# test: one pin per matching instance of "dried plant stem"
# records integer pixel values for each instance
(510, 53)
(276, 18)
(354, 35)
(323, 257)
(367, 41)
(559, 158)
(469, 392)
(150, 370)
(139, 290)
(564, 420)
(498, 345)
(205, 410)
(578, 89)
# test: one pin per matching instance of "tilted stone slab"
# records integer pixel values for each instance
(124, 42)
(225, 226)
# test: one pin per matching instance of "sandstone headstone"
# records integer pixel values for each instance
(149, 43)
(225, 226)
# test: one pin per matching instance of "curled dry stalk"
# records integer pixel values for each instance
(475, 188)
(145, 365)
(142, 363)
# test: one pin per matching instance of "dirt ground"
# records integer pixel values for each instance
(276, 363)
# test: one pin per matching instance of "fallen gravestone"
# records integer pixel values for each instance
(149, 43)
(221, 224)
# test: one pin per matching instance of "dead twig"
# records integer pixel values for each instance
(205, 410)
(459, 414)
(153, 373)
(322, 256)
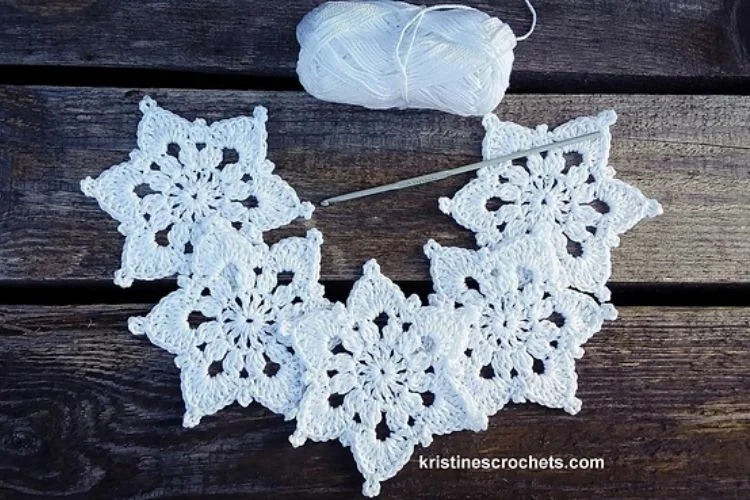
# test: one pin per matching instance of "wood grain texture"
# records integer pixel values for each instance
(579, 40)
(88, 410)
(689, 152)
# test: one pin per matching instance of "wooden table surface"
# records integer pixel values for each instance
(88, 410)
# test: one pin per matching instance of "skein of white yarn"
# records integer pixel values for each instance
(388, 54)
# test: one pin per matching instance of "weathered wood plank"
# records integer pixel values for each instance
(622, 41)
(88, 410)
(689, 152)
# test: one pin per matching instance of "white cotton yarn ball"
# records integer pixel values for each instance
(387, 54)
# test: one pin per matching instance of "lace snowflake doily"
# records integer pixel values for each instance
(381, 373)
(568, 193)
(183, 172)
(223, 322)
(381, 377)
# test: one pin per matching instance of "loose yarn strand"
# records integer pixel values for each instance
(418, 19)
(533, 22)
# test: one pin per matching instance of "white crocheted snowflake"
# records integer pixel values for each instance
(381, 375)
(569, 193)
(223, 322)
(183, 172)
(531, 328)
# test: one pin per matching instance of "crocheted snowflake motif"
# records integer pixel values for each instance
(182, 173)
(223, 322)
(569, 192)
(381, 375)
(531, 327)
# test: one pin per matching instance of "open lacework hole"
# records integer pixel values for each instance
(599, 206)
(338, 348)
(495, 203)
(143, 190)
(471, 283)
(173, 149)
(487, 372)
(271, 368)
(382, 431)
(250, 202)
(520, 162)
(284, 277)
(228, 157)
(537, 366)
(574, 248)
(557, 319)
(196, 319)
(572, 159)
(216, 367)
(162, 236)
(335, 400)
(381, 320)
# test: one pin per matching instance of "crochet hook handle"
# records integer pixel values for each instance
(437, 176)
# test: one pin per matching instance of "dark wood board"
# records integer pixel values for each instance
(611, 42)
(689, 152)
(88, 410)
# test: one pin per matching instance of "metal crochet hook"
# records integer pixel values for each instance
(437, 176)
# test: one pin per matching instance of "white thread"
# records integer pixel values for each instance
(389, 54)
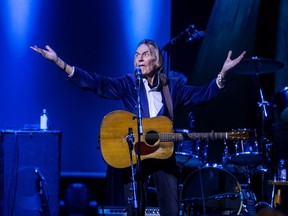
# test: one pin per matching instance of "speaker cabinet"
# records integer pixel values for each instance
(30, 172)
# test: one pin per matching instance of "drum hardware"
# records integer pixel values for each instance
(211, 190)
(256, 66)
(190, 153)
(280, 101)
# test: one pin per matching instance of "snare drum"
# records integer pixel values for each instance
(244, 152)
(213, 189)
(190, 153)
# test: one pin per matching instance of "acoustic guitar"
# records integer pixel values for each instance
(120, 145)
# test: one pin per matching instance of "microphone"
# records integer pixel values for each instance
(39, 174)
(195, 35)
(138, 74)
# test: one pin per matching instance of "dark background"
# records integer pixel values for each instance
(102, 36)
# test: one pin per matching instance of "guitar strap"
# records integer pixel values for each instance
(168, 100)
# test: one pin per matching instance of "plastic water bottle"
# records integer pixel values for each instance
(282, 170)
(44, 120)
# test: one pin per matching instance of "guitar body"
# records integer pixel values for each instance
(115, 148)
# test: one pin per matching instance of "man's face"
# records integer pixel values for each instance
(145, 58)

- - - - - - -

- **Stated task**: Restate the full listing verbatim and drop every picture.

- **Completed exercise**:
# test: one pin per matching instance of "dried plant stem"
# records integer pixel values for each instance
(510, 53)
(276, 18)
(354, 35)
(323, 257)
(367, 41)
(559, 158)
(469, 392)
(150, 370)
(139, 290)
(564, 420)
(498, 345)
(205, 410)
(578, 89)
# test: one pin per matching instance of "tilted stone slab"
# records integer pixel values for each instance
(124, 42)
(225, 226)
# test: one pin per matching instance of "sandstone headstone"
# records integer pixel values for each instance
(149, 43)
(225, 226)
# test: one pin per matching instance of "curled dry stalk"
# records integer pixel values for each instance
(475, 188)
(145, 365)
(142, 363)
# test: one pin per matching instance of "dirt ground"
# records integer pixel values for each instance
(276, 363)
# test: one pin per matching instance of "fallen gravestone"
# records integer pixel values for each instance
(149, 43)
(221, 224)
# test: one pin per matching instance of "dead twig"
# records integer pixel values for each instance
(205, 410)
(459, 414)
(153, 373)
(322, 256)
# test: one pin per matching instance of "wood grain texture"
# records integer pixel values for each instance
(579, 40)
(88, 410)
(689, 152)
# test: one pin per matching instance of "wooden table surface"
# records integer pixel values for each instance
(88, 410)
# test: one pin per matching instance of "skein of white yarn"
# records integer pixel values for each instance
(388, 54)
# test: one pin per matching instance of "weathered wood plank"
# records integer pixel values for each instance
(622, 41)
(88, 410)
(689, 152)
# test: one pin per matching instance of "white cotton yarn ball"
# records integer pixel values for each instance
(387, 54)
# test: one pin per matching instance of "lace snowflake doily"
# records integer pixel values for each instance
(381, 373)
(568, 193)
(183, 172)
(223, 322)
(381, 377)
# test: one pin per matching instance of "loose yarn strand"
# records integer pixel values for each instance
(418, 19)
(533, 22)
# test: one pin per matching instance of "white crocheted snowflake"
# records integer pixel values for each instance
(381, 375)
(569, 193)
(223, 322)
(183, 172)
(531, 328)
# test: one pin per matching instance of "crocheted snowflake motif"
# records integer pixel values for each instance
(182, 173)
(223, 322)
(569, 192)
(381, 375)
(531, 327)
# test: one pin per matching instance of "open lacework hole"
# records integer pixel values for each instance
(599, 206)
(338, 348)
(495, 203)
(143, 190)
(471, 283)
(173, 149)
(487, 372)
(271, 368)
(382, 431)
(250, 202)
(520, 162)
(284, 277)
(228, 157)
(537, 366)
(574, 248)
(557, 319)
(196, 319)
(572, 159)
(216, 367)
(162, 236)
(335, 400)
(381, 320)
# test: one pin per matching instance of "crochet hook handle"
# records integer pixel values for each instance
(437, 176)
# test: one pin per matching instance of "dark wood board"
# records integer pixel values for each instance
(611, 42)
(689, 152)
(88, 410)
# test: one pin per matching instance of "metal crochet hook"
# records integer pixel values for each instance
(437, 176)
# test: one pin per matching instance of "white thread"
# records integer pixel values for each instance
(389, 54)
# test: one pin per matching instance of "speaker cabinet"
# records integer pixel values for each instance
(30, 172)
# test: one pin per matching instance of "drum hardware"
# records integer pixel values for each instance
(211, 190)
(256, 66)
(190, 153)
(280, 101)
# test: one pin per matching instance of "snare drum"
# records integer pixel values for each instance
(244, 152)
(213, 189)
(190, 153)
# test: one pin per matching instance of "acoustic guitar"
# records integer pixel values for each instance
(120, 145)
# test: one pin per matching instance of "microphone"
# records integer pixel values for each instance
(39, 174)
(195, 35)
(138, 74)
# test: one pin per matching instance of "dark background"
# records integer pixel values for each instance
(102, 36)
# test: one pin per matching instance of "guitar strap"
# records integer pixel values for each instance
(168, 100)
# test: one pin per matching instance of "plastic water bottle"
# records integer pixel values for each instance
(282, 170)
(44, 120)
# test: one pin per matching instance of "guitar body"
# records integer pixel values for each instance
(115, 148)
# test: one pin per matching instance of "man's face"
# records integer pixel values for each instance
(145, 58)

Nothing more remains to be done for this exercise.